▸ **Assigned task**:
The response must contain each line of the material that holds "post".

▸ **Study material**:
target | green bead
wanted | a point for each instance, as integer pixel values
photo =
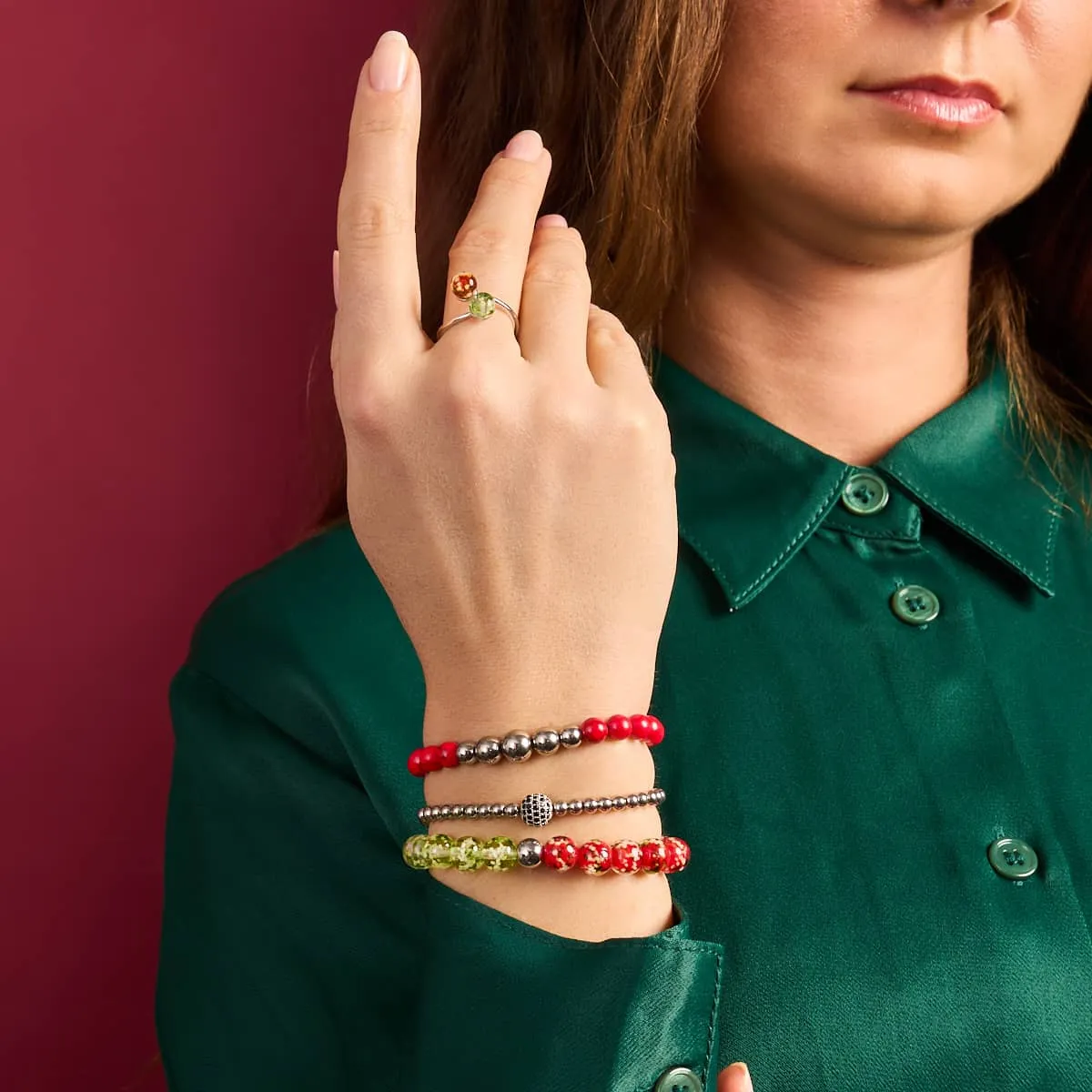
(440, 850)
(480, 305)
(500, 854)
(467, 854)
(412, 851)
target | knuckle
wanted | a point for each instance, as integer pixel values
(479, 238)
(367, 217)
(557, 271)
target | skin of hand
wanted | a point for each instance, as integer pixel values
(735, 1078)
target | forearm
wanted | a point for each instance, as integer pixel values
(569, 905)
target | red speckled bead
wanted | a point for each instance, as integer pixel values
(678, 854)
(594, 857)
(618, 727)
(653, 855)
(560, 853)
(655, 732)
(463, 285)
(593, 730)
(626, 856)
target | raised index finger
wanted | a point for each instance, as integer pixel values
(379, 281)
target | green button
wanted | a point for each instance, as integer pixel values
(1013, 858)
(915, 604)
(865, 494)
(678, 1079)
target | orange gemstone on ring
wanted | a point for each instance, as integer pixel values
(464, 285)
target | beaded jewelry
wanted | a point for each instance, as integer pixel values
(536, 809)
(561, 854)
(519, 746)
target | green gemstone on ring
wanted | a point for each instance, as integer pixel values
(481, 305)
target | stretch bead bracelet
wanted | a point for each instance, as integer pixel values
(519, 746)
(501, 854)
(536, 809)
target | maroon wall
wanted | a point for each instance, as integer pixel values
(168, 178)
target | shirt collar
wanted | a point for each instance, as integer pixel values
(749, 494)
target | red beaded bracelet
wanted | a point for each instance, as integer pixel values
(664, 854)
(519, 746)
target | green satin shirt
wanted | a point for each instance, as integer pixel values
(844, 764)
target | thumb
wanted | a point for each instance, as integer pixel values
(736, 1078)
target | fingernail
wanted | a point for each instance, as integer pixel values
(524, 146)
(390, 63)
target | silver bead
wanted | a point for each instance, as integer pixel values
(517, 746)
(489, 751)
(529, 852)
(546, 742)
(536, 809)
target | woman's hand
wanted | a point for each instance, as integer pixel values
(735, 1079)
(514, 497)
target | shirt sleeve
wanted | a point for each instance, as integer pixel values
(299, 954)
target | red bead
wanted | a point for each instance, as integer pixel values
(560, 853)
(653, 855)
(593, 730)
(626, 856)
(618, 727)
(678, 854)
(594, 857)
(655, 732)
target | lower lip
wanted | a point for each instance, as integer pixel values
(933, 108)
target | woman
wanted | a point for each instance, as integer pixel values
(839, 550)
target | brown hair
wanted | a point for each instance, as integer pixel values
(615, 88)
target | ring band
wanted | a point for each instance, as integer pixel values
(480, 305)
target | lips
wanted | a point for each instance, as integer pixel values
(943, 86)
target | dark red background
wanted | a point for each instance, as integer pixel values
(168, 178)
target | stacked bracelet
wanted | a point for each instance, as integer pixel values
(561, 854)
(536, 809)
(519, 746)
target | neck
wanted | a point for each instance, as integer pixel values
(846, 358)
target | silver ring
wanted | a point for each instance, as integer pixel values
(480, 305)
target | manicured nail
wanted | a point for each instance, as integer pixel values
(390, 63)
(524, 146)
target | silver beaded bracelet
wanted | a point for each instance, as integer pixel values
(536, 809)
(518, 746)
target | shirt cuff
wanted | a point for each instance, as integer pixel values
(507, 1005)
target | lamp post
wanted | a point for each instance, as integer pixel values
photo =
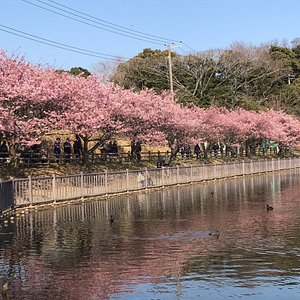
(169, 47)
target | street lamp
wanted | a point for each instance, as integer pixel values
(169, 47)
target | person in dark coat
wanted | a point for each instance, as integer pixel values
(77, 148)
(197, 150)
(57, 149)
(67, 150)
(4, 153)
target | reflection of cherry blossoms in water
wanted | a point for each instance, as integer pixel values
(158, 238)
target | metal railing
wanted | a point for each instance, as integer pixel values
(31, 191)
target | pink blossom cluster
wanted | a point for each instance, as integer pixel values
(35, 100)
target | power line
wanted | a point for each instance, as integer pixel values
(113, 24)
(116, 31)
(57, 44)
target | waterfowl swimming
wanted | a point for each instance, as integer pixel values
(215, 233)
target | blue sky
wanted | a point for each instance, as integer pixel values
(200, 24)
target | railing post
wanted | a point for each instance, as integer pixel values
(30, 190)
(54, 188)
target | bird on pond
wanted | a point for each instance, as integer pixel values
(215, 233)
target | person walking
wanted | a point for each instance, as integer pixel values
(67, 150)
(77, 148)
(57, 149)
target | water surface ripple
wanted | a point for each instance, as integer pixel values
(159, 246)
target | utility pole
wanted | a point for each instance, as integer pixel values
(169, 47)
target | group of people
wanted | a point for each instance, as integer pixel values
(66, 148)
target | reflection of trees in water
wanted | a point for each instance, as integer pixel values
(158, 233)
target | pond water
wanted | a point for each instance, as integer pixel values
(158, 245)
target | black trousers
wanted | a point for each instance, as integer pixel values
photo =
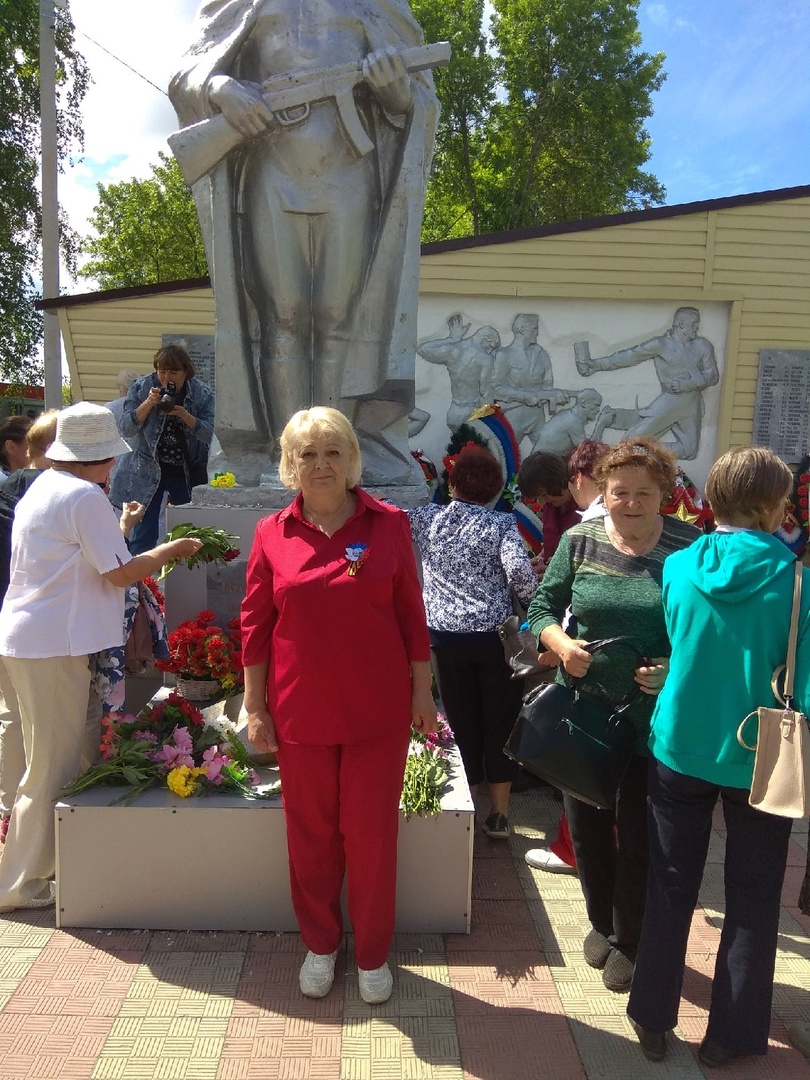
(482, 703)
(680, 810)
(611, 858)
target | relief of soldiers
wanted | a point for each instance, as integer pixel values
(524, 380)
(470, 363)
(685, 365)
(566, 429)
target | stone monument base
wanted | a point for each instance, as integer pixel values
(220, 863)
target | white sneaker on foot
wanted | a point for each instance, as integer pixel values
(376, 984)
(318, 974)
(543, 859)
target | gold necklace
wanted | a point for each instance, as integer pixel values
(643, 545)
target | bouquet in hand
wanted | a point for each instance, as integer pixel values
(217, 545)
(428, 770)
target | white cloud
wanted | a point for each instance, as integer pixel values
(125, 120)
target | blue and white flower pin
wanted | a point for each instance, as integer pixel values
(355, 554)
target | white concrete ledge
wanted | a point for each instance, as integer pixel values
(219, 862)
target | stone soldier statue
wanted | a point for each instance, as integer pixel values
(685, 365)
(312, 214)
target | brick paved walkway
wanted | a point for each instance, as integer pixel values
(512, 1000)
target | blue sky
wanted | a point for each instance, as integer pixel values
(732, 117)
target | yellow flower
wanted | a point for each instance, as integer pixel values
(183, 780)
(224, 480)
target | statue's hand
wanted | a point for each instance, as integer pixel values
(456, 327)
(385, 72)
(679, 386)
(242, 106)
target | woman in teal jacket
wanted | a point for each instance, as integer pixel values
(727, 603)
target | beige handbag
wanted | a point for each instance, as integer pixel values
(781, 782)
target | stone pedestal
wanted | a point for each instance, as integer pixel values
(220, 863)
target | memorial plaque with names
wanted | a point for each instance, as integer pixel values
(200, 348)
(782, 407)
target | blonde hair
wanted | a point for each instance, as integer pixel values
(41, 433)
(321, 422)
(747, 482)
(639, 453)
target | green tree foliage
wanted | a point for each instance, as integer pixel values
(544, 122)
(21, 325)
(146, 231)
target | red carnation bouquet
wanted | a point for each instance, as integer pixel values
(201, 651)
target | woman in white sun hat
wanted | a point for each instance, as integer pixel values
(69, 567)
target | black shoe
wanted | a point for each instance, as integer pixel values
(497, 826)
(713, 1055)
(618, 973)
(596, 949)
(653, 1047)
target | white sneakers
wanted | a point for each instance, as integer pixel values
(375, 985)
(543, 859)
(318, 974)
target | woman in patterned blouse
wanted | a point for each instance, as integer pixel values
(472, 559)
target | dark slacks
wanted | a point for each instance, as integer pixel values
(482, 703)
(680, 810)
(610, 847)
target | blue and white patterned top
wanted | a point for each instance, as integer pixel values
(471, 558)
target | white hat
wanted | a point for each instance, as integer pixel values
(86, 432)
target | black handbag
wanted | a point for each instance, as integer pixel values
(578, 742)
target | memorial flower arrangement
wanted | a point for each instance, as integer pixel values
(428, 770)
(217, 547)
(199, 651)
(170, 743)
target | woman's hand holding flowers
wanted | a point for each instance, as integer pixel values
(423, 712)
(261, 731)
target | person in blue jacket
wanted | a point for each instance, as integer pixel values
(727, 603)
(170, 439)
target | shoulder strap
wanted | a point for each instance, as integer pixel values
(793, 636)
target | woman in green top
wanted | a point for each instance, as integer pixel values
(608, 572)
(728, 604)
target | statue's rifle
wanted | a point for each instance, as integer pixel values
(200, 147)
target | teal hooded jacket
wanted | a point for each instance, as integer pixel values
(727, 603)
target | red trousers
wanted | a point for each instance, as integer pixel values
(563, 847)
(341, 805)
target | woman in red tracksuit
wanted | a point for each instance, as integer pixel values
(337, 669)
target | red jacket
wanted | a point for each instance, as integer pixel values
(339, 646)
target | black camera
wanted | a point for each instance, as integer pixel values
(167, 400)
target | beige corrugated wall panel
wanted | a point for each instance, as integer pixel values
(764, 252)
(754, 257)
(106, 337)
(656, 257)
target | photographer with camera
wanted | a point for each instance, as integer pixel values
(169, 419)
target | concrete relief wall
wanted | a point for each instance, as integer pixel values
(671, 386)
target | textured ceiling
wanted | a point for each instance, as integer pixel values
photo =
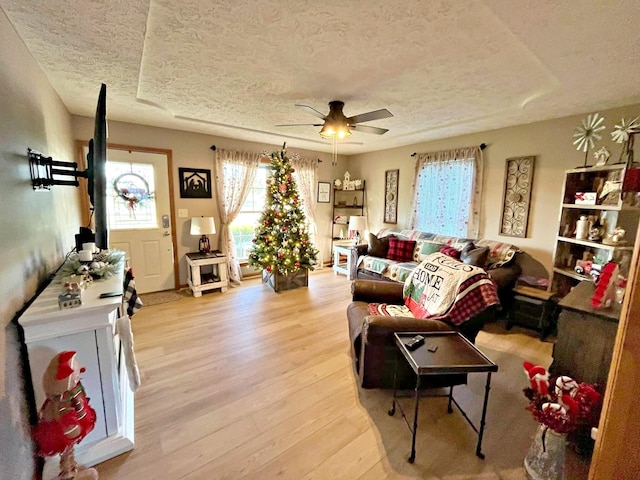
(235, 68)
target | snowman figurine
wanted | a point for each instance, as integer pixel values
(65, 417)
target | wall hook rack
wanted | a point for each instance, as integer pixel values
(44, 169)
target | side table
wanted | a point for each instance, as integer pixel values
(340, 264)
(442, 353)
(533, 308)
(199, 282)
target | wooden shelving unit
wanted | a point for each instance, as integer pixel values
(615, 209)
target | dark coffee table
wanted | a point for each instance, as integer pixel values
(442, 353)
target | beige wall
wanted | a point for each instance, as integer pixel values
(193, 150)
(551, 143)
(36, 228)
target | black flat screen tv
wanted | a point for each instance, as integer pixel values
(96, 172)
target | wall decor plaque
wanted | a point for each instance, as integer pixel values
(391, 196)
(517, 196)
(324, 192)
(195, 183)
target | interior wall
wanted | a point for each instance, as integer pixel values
(550, 141)
(36, 228)
(193, 150)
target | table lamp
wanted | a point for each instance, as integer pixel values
(203, 226)
(357, 224)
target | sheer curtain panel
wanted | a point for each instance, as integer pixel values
(306, 173)
(447, 192)
(235, 173)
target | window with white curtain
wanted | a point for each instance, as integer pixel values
(244, 225)
(447, 192)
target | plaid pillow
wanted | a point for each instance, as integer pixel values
(450, 251)
(401, 250)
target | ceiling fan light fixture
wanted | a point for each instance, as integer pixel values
(331, 130)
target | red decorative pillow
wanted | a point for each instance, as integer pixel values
(450, 251)
(401, 250)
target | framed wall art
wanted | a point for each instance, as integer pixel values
(324, 192)
(391, 196)
(195, 183)
(518, 181)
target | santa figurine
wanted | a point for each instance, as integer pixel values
(65, 417)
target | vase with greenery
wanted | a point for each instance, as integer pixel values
(562, 407)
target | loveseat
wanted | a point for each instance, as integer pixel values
(373, 349)
(503, 262)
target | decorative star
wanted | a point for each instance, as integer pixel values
(586, 135)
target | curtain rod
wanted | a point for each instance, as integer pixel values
(213, 147)
(482, 147)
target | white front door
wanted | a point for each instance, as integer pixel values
(139, 216)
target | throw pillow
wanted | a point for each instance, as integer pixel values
(430, 247)
(401, 250)
(378, 247)
(475, 256)
(450, 251)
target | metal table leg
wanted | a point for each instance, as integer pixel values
(479, 453)
(415, 422)
(395, 374)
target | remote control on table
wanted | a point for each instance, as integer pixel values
(415, 342)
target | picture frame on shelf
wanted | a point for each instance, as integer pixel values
(391, 196)
(195, 182)
(324, 192)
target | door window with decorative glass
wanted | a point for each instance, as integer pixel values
(130, 200)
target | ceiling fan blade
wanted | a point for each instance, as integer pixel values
(367, 117)
(368, 129)
(300, 125)
(312, 111)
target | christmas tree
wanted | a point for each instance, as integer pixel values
(281, 244)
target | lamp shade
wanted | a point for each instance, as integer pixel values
(202, 226)
(358, 223)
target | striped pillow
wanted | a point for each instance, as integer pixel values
(401, 250)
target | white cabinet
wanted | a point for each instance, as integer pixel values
(90, 331)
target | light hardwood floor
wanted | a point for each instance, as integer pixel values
(258, 385)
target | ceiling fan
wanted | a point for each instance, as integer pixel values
(337, 125)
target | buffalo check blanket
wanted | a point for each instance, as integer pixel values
(445, 289)
(443, 286)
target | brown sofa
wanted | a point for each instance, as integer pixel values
(372, 343)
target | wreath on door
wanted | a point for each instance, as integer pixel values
(132, 188)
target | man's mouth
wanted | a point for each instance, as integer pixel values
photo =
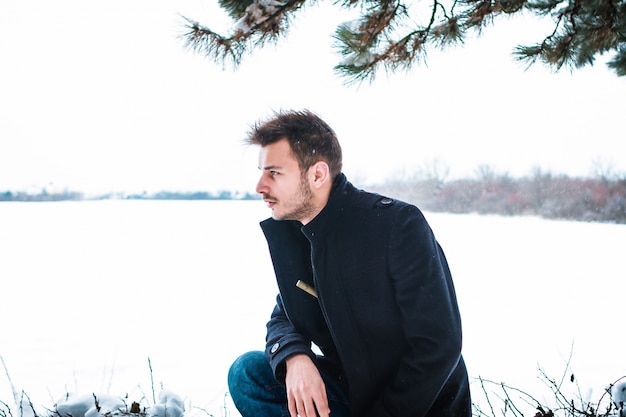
(269, 203)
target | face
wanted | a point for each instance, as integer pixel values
(283, 187)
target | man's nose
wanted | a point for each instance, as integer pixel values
(261, 188)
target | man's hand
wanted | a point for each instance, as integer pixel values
(306, 392)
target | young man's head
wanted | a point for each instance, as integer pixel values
(310, 138)
(299, 159)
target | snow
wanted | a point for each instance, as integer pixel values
(127, 299)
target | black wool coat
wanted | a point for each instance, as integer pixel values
(385, 317)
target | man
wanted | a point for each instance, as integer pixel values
(361, 277)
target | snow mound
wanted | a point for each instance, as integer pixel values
(92, 405)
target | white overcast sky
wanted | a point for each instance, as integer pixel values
(99, 95)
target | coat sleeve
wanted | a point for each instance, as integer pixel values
(430, 319)
(283, 340)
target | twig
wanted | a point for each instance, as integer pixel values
(6, 371)
(151, 381)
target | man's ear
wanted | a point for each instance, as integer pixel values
(320, 174)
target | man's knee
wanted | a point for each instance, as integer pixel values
(245, 369)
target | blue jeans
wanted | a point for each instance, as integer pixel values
(256, 393)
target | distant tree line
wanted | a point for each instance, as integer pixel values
(600, 199)
(161, 195)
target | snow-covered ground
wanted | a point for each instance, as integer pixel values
(115, 297)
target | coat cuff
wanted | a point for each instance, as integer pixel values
(278, 353)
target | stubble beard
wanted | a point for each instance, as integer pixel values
(300, 206)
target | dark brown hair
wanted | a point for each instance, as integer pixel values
(310, 138)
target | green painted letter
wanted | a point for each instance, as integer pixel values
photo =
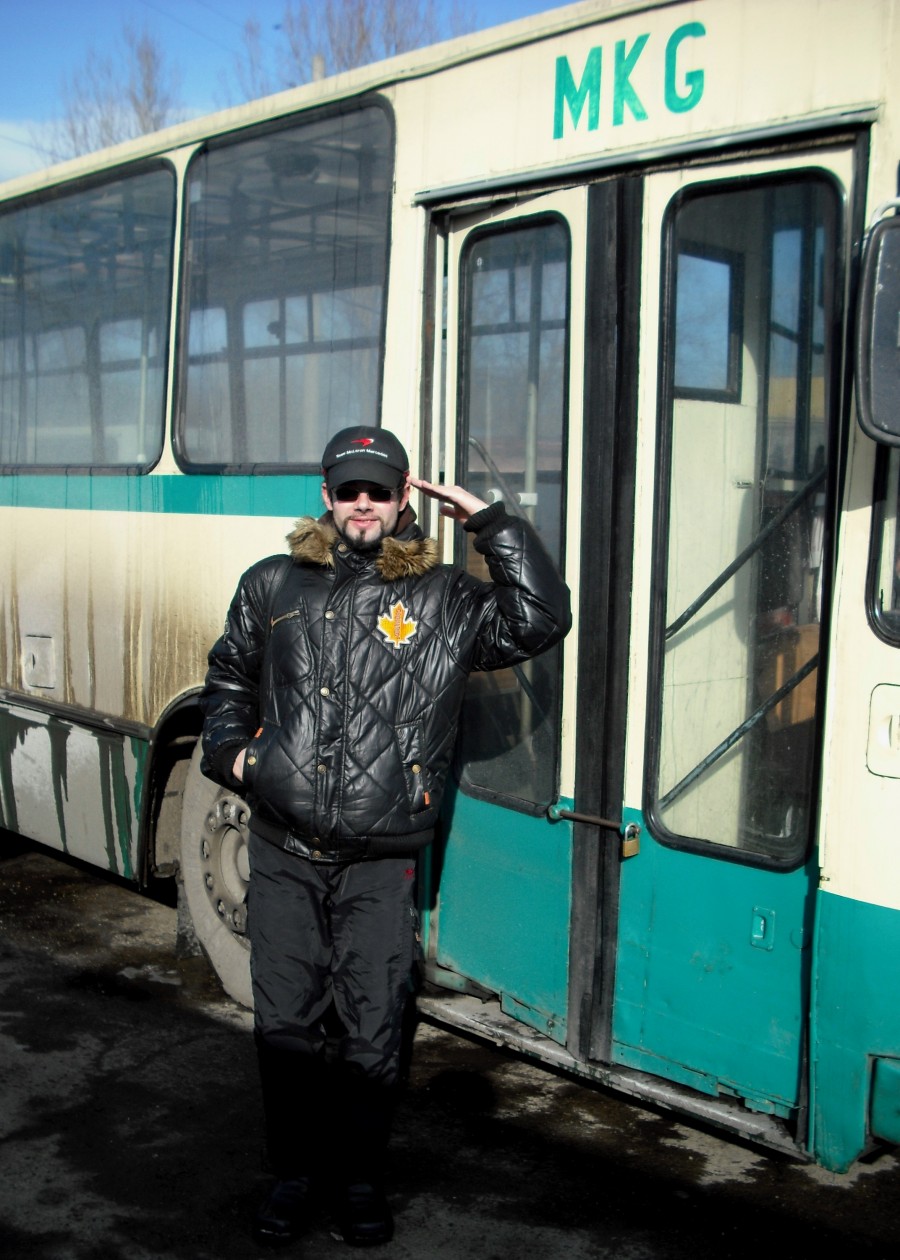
(624, 93)
(569, 95)
(693, 80)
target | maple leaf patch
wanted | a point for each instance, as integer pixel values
(397, 626)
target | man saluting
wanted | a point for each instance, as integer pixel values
(332, 701)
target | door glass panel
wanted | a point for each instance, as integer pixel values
(743, 515)
(513, 360)
(886, 570)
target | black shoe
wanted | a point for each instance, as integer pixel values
(284, 1214)
(366, 1219)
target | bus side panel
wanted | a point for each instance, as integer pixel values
(504, 909)
(711, 983)
(856, 1028)
(72, 788)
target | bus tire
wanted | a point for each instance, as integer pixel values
(214, 875)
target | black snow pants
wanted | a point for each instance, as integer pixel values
(329, 940)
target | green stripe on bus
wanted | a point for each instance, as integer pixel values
(192, 495)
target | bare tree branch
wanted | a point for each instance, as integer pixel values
(327, 37)
(111, 98)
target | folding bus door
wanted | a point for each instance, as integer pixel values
(739, 383)
(509, 400)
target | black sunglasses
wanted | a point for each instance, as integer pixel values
(351, 490)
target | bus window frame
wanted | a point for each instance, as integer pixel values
(477, 791)
(259, 131)
(666, 397)
(885, 623)
(120, 173)
(730, 392)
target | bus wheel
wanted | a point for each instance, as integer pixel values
(216, 872)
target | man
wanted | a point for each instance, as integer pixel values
(332, 702)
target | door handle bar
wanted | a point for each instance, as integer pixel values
(630, 832)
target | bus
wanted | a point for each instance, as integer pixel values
(634, 269)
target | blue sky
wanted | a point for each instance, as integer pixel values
(46, 39)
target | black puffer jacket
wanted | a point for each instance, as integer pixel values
(343, 673)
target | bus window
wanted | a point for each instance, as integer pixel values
(886, 568)
(85, 294)
(288, 238)
(514, 333)
(741, 537)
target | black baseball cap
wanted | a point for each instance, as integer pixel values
(364, 454)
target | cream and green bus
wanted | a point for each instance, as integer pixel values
(635, 270)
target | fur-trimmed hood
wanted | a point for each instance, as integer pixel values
(311, 542)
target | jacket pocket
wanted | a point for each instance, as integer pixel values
(411, 744)
(255, 752)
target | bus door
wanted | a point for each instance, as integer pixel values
(508, 397)
(738, 403)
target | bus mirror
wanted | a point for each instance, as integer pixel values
(877, 339)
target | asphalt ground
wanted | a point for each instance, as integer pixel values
(129, 1116)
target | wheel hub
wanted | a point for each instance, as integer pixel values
(225, 859)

▸ **Answer**:
target | lamp post
target | railing post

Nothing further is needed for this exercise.